Report every line of the records below that contains the word "boot", and copy each such line in full.

··· Data for processing ···

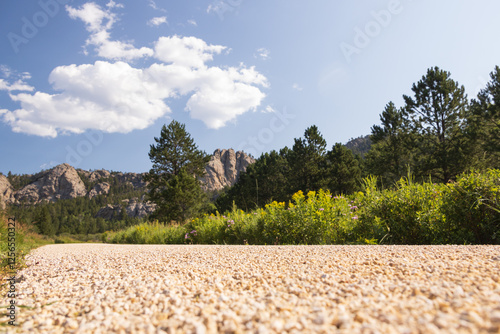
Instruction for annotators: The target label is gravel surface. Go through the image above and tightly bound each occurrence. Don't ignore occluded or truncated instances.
[0,244,500,333]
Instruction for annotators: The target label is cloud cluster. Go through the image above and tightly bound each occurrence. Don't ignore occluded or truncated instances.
[0,2,269,137]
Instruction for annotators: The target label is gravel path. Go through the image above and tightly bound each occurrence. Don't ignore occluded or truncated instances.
[0,244,500,333]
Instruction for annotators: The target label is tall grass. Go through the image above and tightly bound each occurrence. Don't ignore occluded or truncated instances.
[103,170,500,245]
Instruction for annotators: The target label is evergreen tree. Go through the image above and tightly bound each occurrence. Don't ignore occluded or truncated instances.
[326,143,361,194]
[404,67,471,182]
[471,66,500,168]
[145,121,210,222]
[366,102,411,185]
[289,125,328,193]
[215,147,291,212]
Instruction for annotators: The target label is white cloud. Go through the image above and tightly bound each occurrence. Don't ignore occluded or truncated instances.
[254,48,271,60]
[0,3,270,137]
[149,0,166,12]
[3,61,172,137]
[0,79,35,92]
[106,0,123,8]
[66,2,153,60]
[262,106,276,113]
[0,65,35,92]
[148,16,168,27]
[155,36,226,68]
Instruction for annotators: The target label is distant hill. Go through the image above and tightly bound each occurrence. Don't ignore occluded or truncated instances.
[0,149,255,220]
[345,135,372,158]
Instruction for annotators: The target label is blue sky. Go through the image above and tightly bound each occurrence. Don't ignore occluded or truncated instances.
[0,0,500,174]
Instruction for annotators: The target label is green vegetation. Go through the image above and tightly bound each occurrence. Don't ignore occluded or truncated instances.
[103,170,500,245]
[145,121,210,222]
[0,212,54,280]
[7,173,144,236]
[3,67,500,244]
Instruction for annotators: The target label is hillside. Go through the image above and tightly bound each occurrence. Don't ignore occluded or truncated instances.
[0,149,254,233]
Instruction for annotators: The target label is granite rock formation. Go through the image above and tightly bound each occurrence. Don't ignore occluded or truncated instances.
[202,149,255,191]
[15,164,87,204]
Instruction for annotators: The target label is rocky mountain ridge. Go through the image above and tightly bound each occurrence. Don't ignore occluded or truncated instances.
[0,149,255,219]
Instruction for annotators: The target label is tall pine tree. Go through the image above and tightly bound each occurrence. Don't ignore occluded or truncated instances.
[471,66,500,168]
[145,120,210,223]
[404,67,470,182]
[366,102,411,185]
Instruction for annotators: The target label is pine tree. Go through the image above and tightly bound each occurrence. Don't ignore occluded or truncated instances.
[145,120,210,223]
[471,66,500,168]
[404,67,470,182]
[366,102,411,185]
[326,143,361,194]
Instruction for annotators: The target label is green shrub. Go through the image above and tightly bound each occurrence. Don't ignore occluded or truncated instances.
[442,170,500,244]
[102,170,500,245]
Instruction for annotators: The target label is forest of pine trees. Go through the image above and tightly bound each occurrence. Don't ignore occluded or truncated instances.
[3,66,500,235]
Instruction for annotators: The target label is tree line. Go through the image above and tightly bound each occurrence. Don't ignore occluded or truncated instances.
[4,66,500,234]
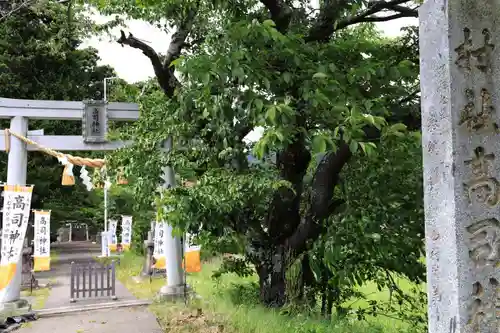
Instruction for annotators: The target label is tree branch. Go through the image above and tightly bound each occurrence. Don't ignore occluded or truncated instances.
[305,0,349,42]
[260,0,292,33]
[163,9,196,71]
[118,6,197,97]
[335,0,418,31]
[285,143,352,255]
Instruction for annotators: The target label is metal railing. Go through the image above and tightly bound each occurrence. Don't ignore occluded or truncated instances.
[70,260,117,303]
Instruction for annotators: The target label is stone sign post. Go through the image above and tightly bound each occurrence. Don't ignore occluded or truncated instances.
[420,0,500,333]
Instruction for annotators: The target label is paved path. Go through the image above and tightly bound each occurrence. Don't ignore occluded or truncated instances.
[18,242,163,333]
[16,307,164,333]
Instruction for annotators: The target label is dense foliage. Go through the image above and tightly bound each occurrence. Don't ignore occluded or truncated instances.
[89,0,424,326]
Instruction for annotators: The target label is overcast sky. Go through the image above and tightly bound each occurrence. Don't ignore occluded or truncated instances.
[85,16,417,83]
[84,15,418,141]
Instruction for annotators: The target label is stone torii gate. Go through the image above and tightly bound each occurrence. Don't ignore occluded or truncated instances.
[0,98,139,311]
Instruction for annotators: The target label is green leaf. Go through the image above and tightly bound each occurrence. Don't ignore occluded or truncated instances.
[312,135,326,153]
[283,72,292,83]
[202,108,210,119]
[313,72,328,79]
[203,72,210,85]
[390,123,406,132]
[262,20,276,27]
[266,105,276,123]
[253,98,264,112]
[349,140,358,154]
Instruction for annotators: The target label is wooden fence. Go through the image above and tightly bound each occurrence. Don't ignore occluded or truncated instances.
[70,260,117,302]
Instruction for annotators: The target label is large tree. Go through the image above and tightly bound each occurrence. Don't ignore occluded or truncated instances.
[95,0,423,306]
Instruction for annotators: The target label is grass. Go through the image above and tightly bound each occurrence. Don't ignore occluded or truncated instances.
[117,254,424,333]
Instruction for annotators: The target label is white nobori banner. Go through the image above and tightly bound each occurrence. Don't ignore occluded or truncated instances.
[153,222,167,269]
[121,215,132,251]
[108,219,118,252]
[0,185,33,304]
[33,210,50,272]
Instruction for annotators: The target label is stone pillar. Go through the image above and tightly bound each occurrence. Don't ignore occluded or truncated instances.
[419,0,500,333]
[159,138,186,299]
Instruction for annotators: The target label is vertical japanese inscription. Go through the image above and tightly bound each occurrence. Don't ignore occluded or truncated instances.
[458,89,498,131]
[464,147,499,207]
[467,218,500,269]
[455,28,499,131]
[467,278,500,333]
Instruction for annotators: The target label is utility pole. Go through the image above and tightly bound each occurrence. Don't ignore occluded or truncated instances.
[160,137,186,299]
[101,76,118,257]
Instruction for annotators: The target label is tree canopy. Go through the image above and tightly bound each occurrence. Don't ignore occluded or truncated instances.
[86,0,424,322]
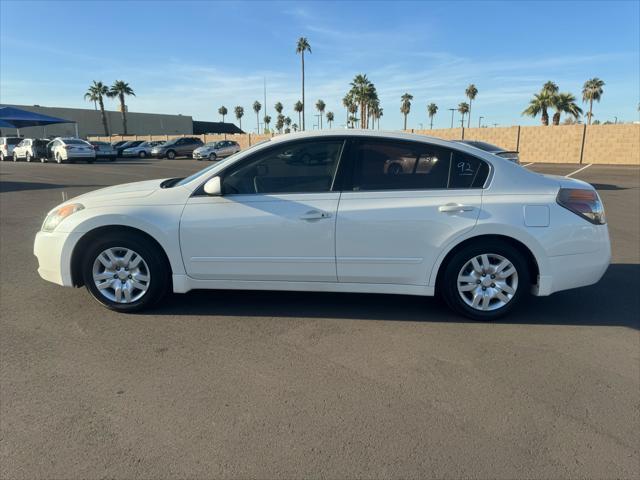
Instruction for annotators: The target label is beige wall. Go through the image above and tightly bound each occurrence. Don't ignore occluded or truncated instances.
[92,124,640,165]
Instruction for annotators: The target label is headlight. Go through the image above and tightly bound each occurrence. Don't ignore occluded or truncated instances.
[42,203,84,232]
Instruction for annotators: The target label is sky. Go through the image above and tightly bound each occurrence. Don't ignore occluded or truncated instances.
[0,0,640,131]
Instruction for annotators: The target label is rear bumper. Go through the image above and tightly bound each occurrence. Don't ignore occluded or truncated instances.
[533,232,611,297]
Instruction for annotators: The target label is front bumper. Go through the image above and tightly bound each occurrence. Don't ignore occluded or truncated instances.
[33,231,82,287]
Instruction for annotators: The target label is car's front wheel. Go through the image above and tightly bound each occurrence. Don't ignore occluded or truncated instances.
[439,240,531,320]
[82,232,171,312]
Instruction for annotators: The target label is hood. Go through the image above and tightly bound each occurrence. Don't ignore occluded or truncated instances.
[72,178,166,207]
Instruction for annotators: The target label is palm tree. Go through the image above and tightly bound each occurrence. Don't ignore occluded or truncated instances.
[107,80,136,135]
[296,37,311,130]
[552,93,582,125]
[327,112,334,128]
[293,100,304,129]
[233,105,244,130]
[458,102,469,128]
[400,93,413,130]
[522,89,553,125]
[316,100,327,130]
[582,77,604,125]
[427,103,438,130]
[218,105,229,123]
[463,83,478,128]
[253,100,262,133]
[84,80,109,137]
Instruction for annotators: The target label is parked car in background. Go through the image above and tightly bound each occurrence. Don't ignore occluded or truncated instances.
[151,137,203,160]
[89,142,118,162]
[193,140,240,161]
[455,140,520,164]
[116,140,144,157]
[13,138,49,163]
[0,137,22,162]
[47,137,96,163]
[34,130,611,321]
[122,141,164,158]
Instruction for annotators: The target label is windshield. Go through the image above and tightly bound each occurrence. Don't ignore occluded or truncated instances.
[172,140,269,187]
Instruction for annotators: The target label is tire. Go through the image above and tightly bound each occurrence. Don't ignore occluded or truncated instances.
[81,232,171,313]
[438,240,531,321]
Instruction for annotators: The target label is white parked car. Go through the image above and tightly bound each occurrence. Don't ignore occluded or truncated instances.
[193,140,240,161]
[47,137,96,163]
[34,131,610,320]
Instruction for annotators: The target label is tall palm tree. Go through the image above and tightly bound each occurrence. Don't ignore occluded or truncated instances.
[327,112,335,128]
[296,37,311,130]
[463,83,478,128]
[522,90,553,125]
[107,80,136,135]
[293,100,304,126]
[84,80,109,137]
[253,100,262,133]
[400,93,413,130]
[218,105,229,123]
[427,103,438,130]
[552,93,582,125]
[233,105,244,130]
[458,102,469,128]
[582,77,605,125]
[316,100,327,130]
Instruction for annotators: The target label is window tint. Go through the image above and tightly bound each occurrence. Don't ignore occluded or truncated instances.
[222,140,343,194]
[351,140,488,191]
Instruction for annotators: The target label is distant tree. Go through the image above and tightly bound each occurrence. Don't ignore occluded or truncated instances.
[293,100,304,128]
[400,93,413,130]
[84,80,109,137]
[234,106,244,130]
[107,80,136,135]
[218,105,229,123]
[582,77,605,125]
[253,100,262,133]
[427,103,438,130]
[551,93,582,125]
[458,102,469,127]
[522,89,553,125]
[296,37,311,130]
[316,100,327,130]
[463,83,478,128]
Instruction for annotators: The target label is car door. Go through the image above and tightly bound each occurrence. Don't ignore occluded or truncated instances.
[336,139,489,285]
[180,138,344,282]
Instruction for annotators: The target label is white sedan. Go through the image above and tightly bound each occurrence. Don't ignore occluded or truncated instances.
[34,131,611,320]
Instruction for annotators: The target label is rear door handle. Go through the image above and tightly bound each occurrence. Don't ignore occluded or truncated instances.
[438,203,475,213]
[300,210,331,220]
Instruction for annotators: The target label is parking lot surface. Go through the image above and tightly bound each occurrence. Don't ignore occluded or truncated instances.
[0,160,640,479]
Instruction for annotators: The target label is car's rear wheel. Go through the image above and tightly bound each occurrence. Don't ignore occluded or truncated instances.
[82,232,171,312]
[439,241,530,320]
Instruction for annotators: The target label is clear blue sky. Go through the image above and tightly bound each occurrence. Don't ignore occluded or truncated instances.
[0,0,640,130]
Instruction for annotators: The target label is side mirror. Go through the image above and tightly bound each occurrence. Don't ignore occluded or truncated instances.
[204,177,222,195]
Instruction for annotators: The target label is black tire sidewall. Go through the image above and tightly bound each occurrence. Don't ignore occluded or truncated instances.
[81,232,171,313]
[440,241,531,321]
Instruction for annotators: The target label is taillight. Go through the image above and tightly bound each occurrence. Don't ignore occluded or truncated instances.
[556,188,607,225]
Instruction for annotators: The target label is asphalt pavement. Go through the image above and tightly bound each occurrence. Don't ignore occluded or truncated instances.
[0,159,640,479]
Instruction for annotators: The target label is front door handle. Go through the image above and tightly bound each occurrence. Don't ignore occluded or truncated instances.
[300,210,331,220]
[438,203,475,213]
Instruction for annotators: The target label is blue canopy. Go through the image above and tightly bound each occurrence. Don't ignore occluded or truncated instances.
[0,107,76,128]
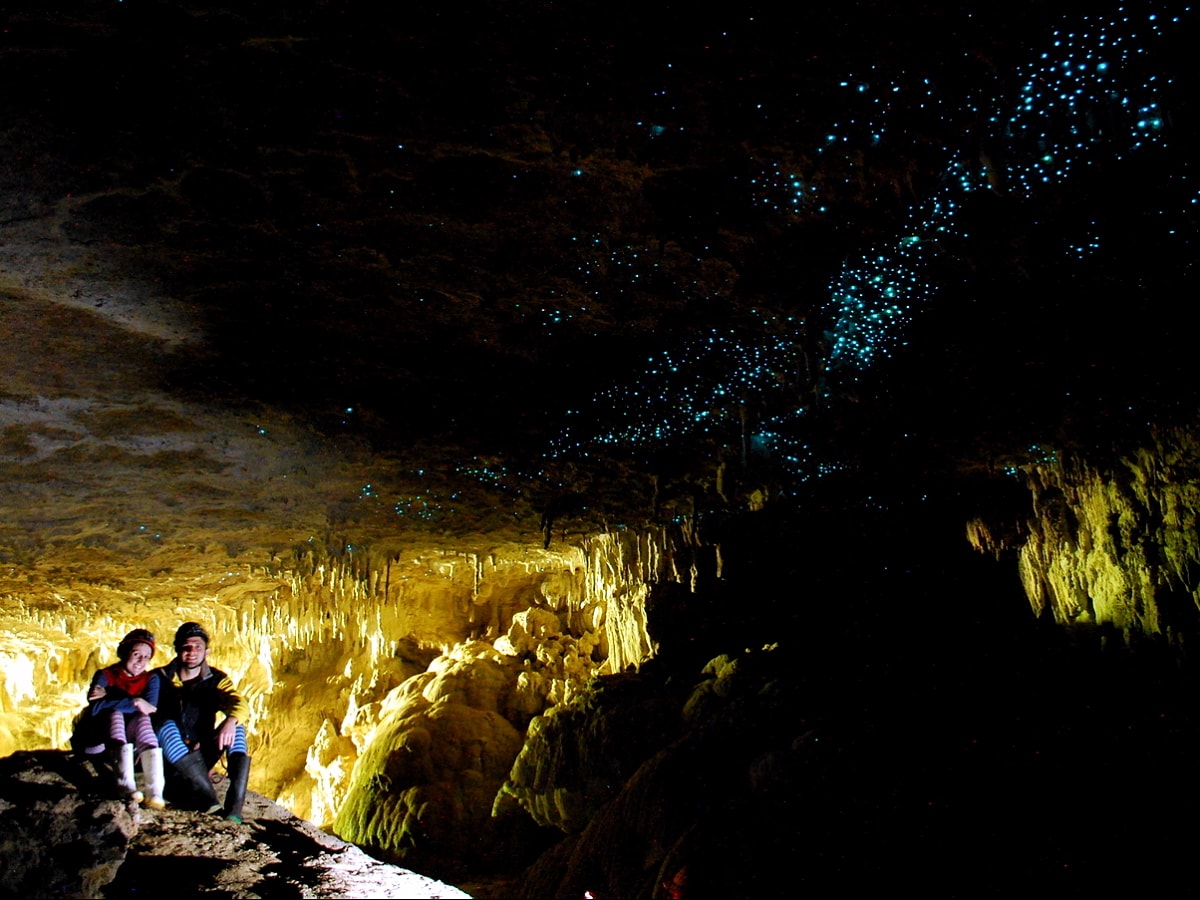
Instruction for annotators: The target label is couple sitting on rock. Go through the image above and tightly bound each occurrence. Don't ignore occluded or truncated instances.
[71,622,250,822]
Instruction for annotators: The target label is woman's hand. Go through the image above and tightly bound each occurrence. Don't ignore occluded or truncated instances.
[133,697,158,715]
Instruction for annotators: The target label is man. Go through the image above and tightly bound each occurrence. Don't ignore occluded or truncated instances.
[155,622,250,823]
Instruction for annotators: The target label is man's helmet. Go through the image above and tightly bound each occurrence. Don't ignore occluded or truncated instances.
[175,622,209,653]
[116,628,157,662]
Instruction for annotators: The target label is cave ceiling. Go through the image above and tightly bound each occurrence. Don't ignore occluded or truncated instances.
[0,0,1198,589]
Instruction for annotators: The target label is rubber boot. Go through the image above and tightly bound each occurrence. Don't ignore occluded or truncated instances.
[112,744,143,803]
[142,746,167,809]
[224,754,250,824]
[173,750,221,812]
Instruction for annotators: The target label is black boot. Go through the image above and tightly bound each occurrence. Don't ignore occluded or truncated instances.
[172,750,221,812]
[224,754,250,824]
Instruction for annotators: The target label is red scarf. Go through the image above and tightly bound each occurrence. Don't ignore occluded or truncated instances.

···

Exercise answer:
Instruction for annotators: The target label is rubber boot. Go through the image above and tightly bound each occurrence. Don't ignore occluded or truncated instances.
Instruction for annotators: The target label is black boot. Go through the image above and tightly bound each occurrence. Don't ignore occluded or truncated instances.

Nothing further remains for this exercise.